> WORK TO BE COMPLETED
What the task needs is every record repeated exactly, nothing more.
▬▬▬▬▬▬
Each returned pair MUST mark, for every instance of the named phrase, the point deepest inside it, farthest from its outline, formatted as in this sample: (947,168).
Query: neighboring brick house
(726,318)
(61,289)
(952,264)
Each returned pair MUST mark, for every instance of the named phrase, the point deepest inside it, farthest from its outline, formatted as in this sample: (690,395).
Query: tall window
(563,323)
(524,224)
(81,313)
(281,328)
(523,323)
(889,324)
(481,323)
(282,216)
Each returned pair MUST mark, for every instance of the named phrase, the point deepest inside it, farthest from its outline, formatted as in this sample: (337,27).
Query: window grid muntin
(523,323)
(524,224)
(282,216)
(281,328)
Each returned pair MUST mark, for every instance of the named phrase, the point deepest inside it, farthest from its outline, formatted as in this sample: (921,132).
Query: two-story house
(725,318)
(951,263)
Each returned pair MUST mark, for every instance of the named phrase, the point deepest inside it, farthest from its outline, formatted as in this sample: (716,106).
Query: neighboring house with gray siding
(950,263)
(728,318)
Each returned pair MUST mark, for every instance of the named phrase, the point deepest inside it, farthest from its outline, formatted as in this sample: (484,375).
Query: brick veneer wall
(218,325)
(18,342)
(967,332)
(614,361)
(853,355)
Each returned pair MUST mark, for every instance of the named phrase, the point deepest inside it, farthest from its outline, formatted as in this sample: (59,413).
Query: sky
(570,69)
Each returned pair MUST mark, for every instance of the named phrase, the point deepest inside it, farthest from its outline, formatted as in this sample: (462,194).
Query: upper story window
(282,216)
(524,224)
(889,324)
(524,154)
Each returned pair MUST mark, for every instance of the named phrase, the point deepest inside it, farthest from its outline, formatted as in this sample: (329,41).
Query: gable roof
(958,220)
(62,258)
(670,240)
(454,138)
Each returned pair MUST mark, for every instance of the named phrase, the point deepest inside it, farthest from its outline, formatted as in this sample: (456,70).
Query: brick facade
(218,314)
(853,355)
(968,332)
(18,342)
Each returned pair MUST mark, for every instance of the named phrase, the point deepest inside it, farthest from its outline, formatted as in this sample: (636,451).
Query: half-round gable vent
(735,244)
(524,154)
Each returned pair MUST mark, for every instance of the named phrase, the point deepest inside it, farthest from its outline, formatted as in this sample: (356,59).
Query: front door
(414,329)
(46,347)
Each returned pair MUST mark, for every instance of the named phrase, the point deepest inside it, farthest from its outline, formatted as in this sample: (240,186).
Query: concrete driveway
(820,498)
▬▬▬▬▬▬
> OUTPUT
Each returned pair MUST mark, for every instance of the named phrase, the point deepest inside it, farthest from its outline, formatted as in this sample: (947,168).
Query: neighboring brick house
(726,318)
(61,289)
(952,264)
Each returned pair MUST mark, for every instance of the named phrase, the point deepest inside it, farthest from its outline, formatted as in this sample: (690,395).
Query: tall window
(563,323)
(524,224)
(81,313)
(281,328)
(523,323)
(889,324)
(481,323)
(282,216)
Each returned pair MUST mark, for every instance of the named phrase, the point deepest inside it, farthest from its outline, formatted as in this sample: (337,27).
Query: window grid muntin
(523,323)
(524,224)
(282,216)
(281,328)
Each returned pair MUST mark, for every instance of the named phrase, the point deepest inside it, farthest from its outline, formatted as in this sample: (921,132).
Query: two-story house
(725,318)
(951,263)
Each returned pair MUST mark, for every instance of the named phrase, the point deepest inside it, farthest from its outline, formatted as in this sample: (716,106).
Query: neighboring house with gray siding
(950,263)
(728,318)
Each returned pair MUST mark, for every instance of the named phrase, the point deepest inside it, farthest from its outline, formatted as in this sample: (484,375).
Query: brick veneer wall
(218,325)
(18,342)
(967,332)
(614,361)
(853,355)
Each returned pair MUST mark, for every instance of the named phrase, the point deepest inside it, farthest from its outline, formatted as in this sample: (59,413).
Query: sky
(570,69)
Each returned pair MUST mark, for every instance of the named phrase, the point deepest inside it, farthest from its outline, formatted as in this sample: (462,194).
Query: upper story window
(282,216)
(524,224)
(889,324)
(524,154)
Each returned pair MUST mark, for every instance of the named phrase, the point deepest inside it, farthest from its outline, formatted as in this sample: (329,41).
Query: gable roof
(958,220)
(62,258)
(670,240)
(454,138)
Each returned pair MUST mark, for every instance of the named phrase, the point deepest inside it, farthest from its outline, formatted as in this sample: (456,70).
Query: brick facade
(218,314)
(853,355)
(968,332)
(18,342)
Each returned pair MUST mark, for every instance of the named phrase, the point deepest inside it, farthest from its outline, formatted as in this sample: (636,451).
Query: half-round gable vent
(735,244)
(524,154)
Each returned pair MUST mark, for every instance of the named phrase, the point deepest inside it, farthest from its outline, formatted as in this sample: (356,59).
Query: front door
(414,329)
(46,347)
Each returned pair MUST mark, for every instance of the named phrase, the point deepest inside it, farthest from its outline, formatted as in this sample: (240,186).
Query: concrete driveway
(820,498)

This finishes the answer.